• _Collection entries_:
---------------

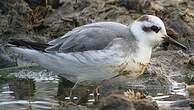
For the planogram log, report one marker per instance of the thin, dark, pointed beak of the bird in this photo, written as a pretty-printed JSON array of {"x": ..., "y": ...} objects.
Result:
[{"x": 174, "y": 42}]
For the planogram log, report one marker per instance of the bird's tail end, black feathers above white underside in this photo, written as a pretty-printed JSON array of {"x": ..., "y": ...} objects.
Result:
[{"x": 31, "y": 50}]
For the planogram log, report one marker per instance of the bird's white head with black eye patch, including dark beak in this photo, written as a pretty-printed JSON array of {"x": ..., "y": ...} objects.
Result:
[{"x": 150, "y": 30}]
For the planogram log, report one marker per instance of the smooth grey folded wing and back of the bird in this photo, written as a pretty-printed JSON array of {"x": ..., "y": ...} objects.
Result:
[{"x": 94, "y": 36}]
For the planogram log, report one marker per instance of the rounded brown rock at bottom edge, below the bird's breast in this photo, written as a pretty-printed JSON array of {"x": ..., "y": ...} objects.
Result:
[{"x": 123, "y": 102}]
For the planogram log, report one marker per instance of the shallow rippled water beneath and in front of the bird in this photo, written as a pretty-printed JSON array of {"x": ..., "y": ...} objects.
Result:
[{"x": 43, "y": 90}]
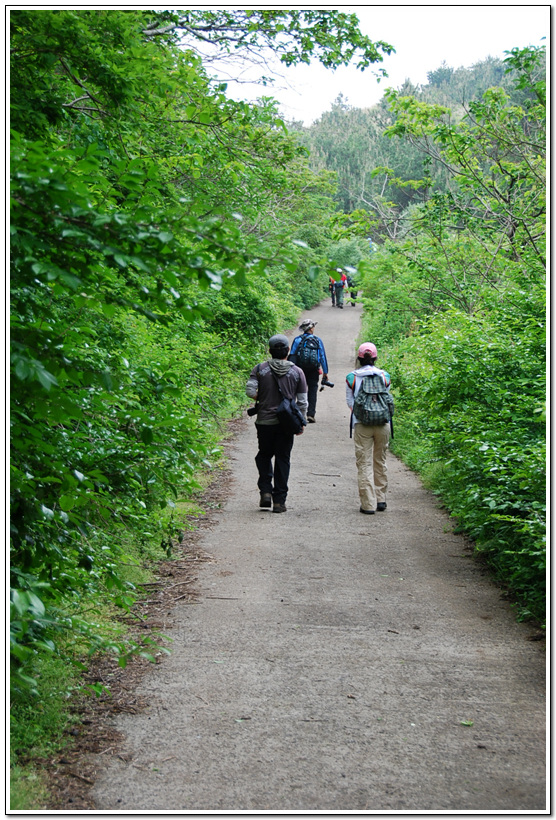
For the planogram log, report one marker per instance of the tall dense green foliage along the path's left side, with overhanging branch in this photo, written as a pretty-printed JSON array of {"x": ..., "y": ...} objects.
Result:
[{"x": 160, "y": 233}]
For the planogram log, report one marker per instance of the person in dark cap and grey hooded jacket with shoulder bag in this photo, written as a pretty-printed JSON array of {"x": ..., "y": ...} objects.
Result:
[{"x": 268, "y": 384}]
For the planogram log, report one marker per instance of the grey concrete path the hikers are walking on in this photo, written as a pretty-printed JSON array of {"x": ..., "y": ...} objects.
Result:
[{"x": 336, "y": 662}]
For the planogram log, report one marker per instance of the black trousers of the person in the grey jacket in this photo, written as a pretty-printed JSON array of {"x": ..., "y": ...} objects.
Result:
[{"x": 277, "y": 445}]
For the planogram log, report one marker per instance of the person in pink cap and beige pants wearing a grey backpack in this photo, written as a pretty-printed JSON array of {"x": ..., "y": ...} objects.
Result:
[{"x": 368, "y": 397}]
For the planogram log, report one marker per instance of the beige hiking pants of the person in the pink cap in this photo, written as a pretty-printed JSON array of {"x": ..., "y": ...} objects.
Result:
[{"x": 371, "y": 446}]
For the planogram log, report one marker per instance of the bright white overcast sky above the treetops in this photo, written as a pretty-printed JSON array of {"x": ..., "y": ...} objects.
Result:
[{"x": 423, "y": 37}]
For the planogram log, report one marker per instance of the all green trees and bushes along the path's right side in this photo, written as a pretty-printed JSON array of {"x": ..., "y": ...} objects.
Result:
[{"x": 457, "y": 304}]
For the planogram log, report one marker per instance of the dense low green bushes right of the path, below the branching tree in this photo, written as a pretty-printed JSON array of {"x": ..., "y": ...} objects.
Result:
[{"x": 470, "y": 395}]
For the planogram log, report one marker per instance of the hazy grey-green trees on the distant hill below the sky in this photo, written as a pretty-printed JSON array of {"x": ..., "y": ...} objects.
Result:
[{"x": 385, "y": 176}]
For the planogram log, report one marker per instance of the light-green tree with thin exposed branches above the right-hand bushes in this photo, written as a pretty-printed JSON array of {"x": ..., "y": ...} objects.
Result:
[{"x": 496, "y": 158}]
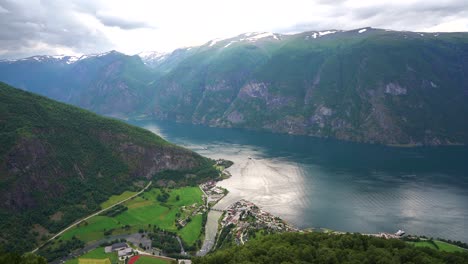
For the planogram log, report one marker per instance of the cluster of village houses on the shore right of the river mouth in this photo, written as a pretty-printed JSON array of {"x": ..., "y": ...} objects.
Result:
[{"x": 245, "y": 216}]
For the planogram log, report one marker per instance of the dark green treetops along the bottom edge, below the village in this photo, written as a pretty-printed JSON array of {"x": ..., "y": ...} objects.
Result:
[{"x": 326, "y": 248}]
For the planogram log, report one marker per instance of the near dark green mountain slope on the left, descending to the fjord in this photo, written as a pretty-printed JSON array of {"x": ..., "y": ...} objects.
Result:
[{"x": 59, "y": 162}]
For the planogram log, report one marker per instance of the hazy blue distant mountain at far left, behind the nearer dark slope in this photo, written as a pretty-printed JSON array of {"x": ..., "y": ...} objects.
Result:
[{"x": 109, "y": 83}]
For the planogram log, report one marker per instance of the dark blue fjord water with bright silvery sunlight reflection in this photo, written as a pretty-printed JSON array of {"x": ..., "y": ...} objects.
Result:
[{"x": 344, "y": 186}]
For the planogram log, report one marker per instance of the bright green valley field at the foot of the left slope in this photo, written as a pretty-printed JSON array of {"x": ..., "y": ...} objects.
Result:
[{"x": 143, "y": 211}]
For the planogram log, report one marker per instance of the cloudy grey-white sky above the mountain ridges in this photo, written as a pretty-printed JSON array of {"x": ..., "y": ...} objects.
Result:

---------------

• _What to do_: Extract the entries in full, exactly as they are, minus the pictures.

• _Reply_:
For the planogram log, report one marker per instance of the thin, dark, pointed beak of the bird in this photo, written as a pretty-printed JSON array of {"x": ..., "y": ...} objects.
Result:
[{"x": 174, "y": 42}]
For the planogram log, report one marker per instance of the bird's tail end, black feathers above white underside in this photo, written as a pretty-printed JSON array of {"x": ..., "y": ...} objects.
Result:
[{"x": 31, "y": 50}]
For the planogram log, report one marker per instance of the bird's white head with black eye patch, including dark beak in this photo, written as a pretty-printed JSON array of {"x": ..., "y": ...} objects.
Result:
[{"x": 150, "y": 30}]
For the planogram log, report one marker per instance of the smooth grey folded wing and back of the bird in this photo, written as a pretty-printed JSON array of {"x": ..., "y": ...} objects.
Result:
[{"x": 94, "y": 36}]
For the planogram log, report one marker per instance of the rounded brown rock at bottom edge, below the bird's breast in this photo, written as a pretty-printed JSON array of {"x": ..., "y": ...} objects.
Result:
[{"x": 123, "y": 102}]
For the planogram log, report one marker per instance of the shallow rippled water beneath and in front of the bird in this photo, written as a pretty-printed JSON array of {"x": ..., "y": ...} objects.
Result:
[{"x": 43, "y": 90}]
For the planogram log, report one marker per instance of the tall dense green foliage along the path's left side, with overhanging branch in this photo, written as a pretty-printed JSON array of {"x": ..., "y": ...} objects.
Result:
[{"x": 160, "y": 233}]
For the planogram log, report one marker per instance of the person in dark cap and grey hooded jacket with shoulder bag in this photo, written as a pretty-printed JSON array of {"x": ..., "y": ...} objects.
Result:
[{"x": 268, "y": 384}]
For the planogram log, report one marker per instance of the grey concrete path the hikers are walking on in this photo, written as a pretty-printed JSON array of {"x": ..., "y": ...} objects.
Result:
[{"x": 336, "y": 662}]
For the planogram log, report one marker per instance of the black trousers of the person in the grey jacket in this photo, written as a pretty-printed JSON array of {"x": ..., "y": ...} objects.
Result:
[{"x": 277, "y": 445}]
For the planogram log, report one marker per instance of the person in pink cap and beige pants wearing a grey backpack in this photo, written as a pretty-printed JSON array of {"x": ..., "y": ...} objects.
Result:
[{"x": 368, "y": 397}]
For the planogram log, report one marker per instance of the beige hiking pants of the person in the pink cap in this photo, written as a pretty-printed JSON array of {"x": ..., "y": ...} objects.
Result:
[{"x": 371, "y": 446}]
For the planogram log, report one marker per instance of the bright white overcast sky above the treetops in this photo, written as a pretty-printed JSON array of {"x": ..., "y": ...} objects.
Result:
[{"x": 423, "y": 37}]
For the planogram log, report one marker per instance of the all green trees and bushes along the path's right side in this photo, written as a pretty-printed JSON array of {"x": ..., "y": ...} objects.
Result:
[{"x": 457, "y": 304}]
For the planogram log, report one marker per instance of the dense low green bushes right of the path, below the branching tree in this photo, written as a pretty-printed JSON array of {"x": ..., "y": ...} objects.
Result:
[{"x": 470, "y": 395}]
For the planogram log, report one marker per instance of the hazy grey-green trees on the distant hill below the sky in this photo, written as a pretty-printed JSON array of {"x": ..., "y": ...} objects.
Result:
[{"x": 385, "y": 176}]
For the planogram log, report one marker per instance of the light-green tree with thin exposed branches above the right-hand bushes in this photo, written as a pretty-printed JSON array of {"x": ..., "y": ...} objects.
Result:
[{"x": 496, "y": 158}]
For the planogram log, report one marker per instance of the cluster of village houses on the shore right of the river mouth in this photo, written as a pretty-printed JSON array of {"x": ..., "y": ...} objects.
Result:
[{"x": 245, "y": 216}]
For the planogram log, report one marker per instance of the dark green treetops along the bottom edge, below the village in this photo, written as a pretty-printed JSON array of {"x": ..., "y": ...} objects.
Result:
[{"x": 326, "y": 248}]
For the planogram log, report one marker per instance of the near dark green mountain slope on the left, descending to the fjord in this photo, written as a pretty-printed JSON array of {"x": ..., "y": ...} objects.
Result:
[{"x": 59, "y": 162}]
For the planogram log, report one marker per instance of the hazy blue distant mountain at far left, behind the nearer dark slope in this photo, written as a pretty-printed JSON array of {"x": ..., "y": ...} objects.
Result:
[{"x": 109, "y": 83}]
For the planogram log, report one marker per instance of the dark blue fjord water with bright silvery sunlight reflection in this photo, written as a pretty-printed JSON array of {"x": ..., "y": ...} objects.
Result:
[{"x": 344, "y": 186}]
For the planogram log, report one marker per instance of the bright green valley field at the foot of the left slope in this photo, written as a pretty-printed JSON array of {"x": ..., "y": ...} objects.
Result:
[{"x": 143, "y": 211}]
For the planogram log, report one marker per instance of the cloudy grey-white sky above the mountain ridges in this photo, written as a pretty-printed JSON array of {"x": ..., "y": ...} objects.
Result:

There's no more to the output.